Identify each line in the items below that contains the word "trunk", and copy those lines out in full.

------ Rows

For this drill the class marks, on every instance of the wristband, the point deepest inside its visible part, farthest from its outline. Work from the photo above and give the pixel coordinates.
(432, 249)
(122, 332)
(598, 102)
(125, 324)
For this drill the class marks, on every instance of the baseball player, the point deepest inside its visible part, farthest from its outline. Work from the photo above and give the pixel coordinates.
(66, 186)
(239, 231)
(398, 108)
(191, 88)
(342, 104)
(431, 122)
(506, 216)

------------
------ Rows

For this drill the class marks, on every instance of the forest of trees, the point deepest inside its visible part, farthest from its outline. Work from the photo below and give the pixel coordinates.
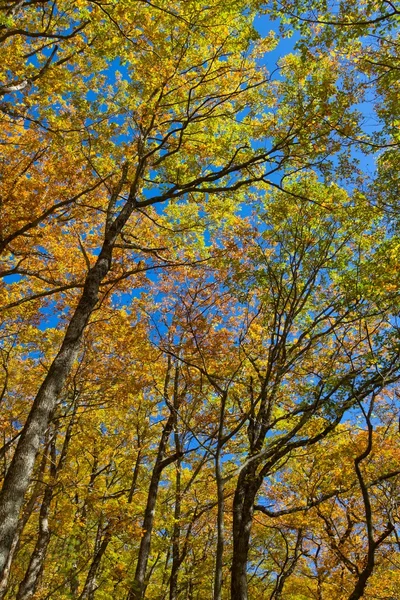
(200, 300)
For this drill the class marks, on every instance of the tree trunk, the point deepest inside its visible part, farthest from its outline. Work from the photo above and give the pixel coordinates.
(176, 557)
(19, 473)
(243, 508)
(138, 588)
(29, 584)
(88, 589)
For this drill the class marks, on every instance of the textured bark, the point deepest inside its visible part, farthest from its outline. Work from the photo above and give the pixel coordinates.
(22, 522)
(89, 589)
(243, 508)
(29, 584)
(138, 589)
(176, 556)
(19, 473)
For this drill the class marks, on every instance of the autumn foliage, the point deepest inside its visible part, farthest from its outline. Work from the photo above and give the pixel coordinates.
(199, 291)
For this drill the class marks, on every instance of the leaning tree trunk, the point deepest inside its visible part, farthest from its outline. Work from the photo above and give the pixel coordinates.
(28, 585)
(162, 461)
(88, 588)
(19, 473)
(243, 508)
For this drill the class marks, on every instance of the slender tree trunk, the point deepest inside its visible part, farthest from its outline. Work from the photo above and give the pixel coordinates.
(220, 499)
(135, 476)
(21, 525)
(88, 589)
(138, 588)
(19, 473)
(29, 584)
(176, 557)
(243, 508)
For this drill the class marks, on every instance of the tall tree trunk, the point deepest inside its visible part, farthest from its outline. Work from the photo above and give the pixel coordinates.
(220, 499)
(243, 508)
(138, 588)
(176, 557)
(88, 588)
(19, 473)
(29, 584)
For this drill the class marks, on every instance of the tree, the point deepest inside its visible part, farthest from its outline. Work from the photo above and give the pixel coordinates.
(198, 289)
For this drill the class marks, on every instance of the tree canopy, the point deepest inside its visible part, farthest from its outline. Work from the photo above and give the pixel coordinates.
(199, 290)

------------

### Correct response
For this drill the class marks, on every instance of the tree trunk, the point deepest inside its visible part, farthest from its outline. Work from the photo above and give the pixel coordinates.
For this drill the class marks, on every instance of the leaning tree trunk, the point deepest inside its visible part, farthest from its outline. Work from the photo above and give the pixel coordinates.
For this drill the class marks, on every instance of the slender tree trunk, the point deepest inside its visible part, farthest from its outline. Work from the photo above and give the pixel coordinates.
For this drill the class marks, on every instance of the tall tree trunk, the point deepest inside its visible part, farthest from its outline. Work from the photo above and give the pixel coordinates.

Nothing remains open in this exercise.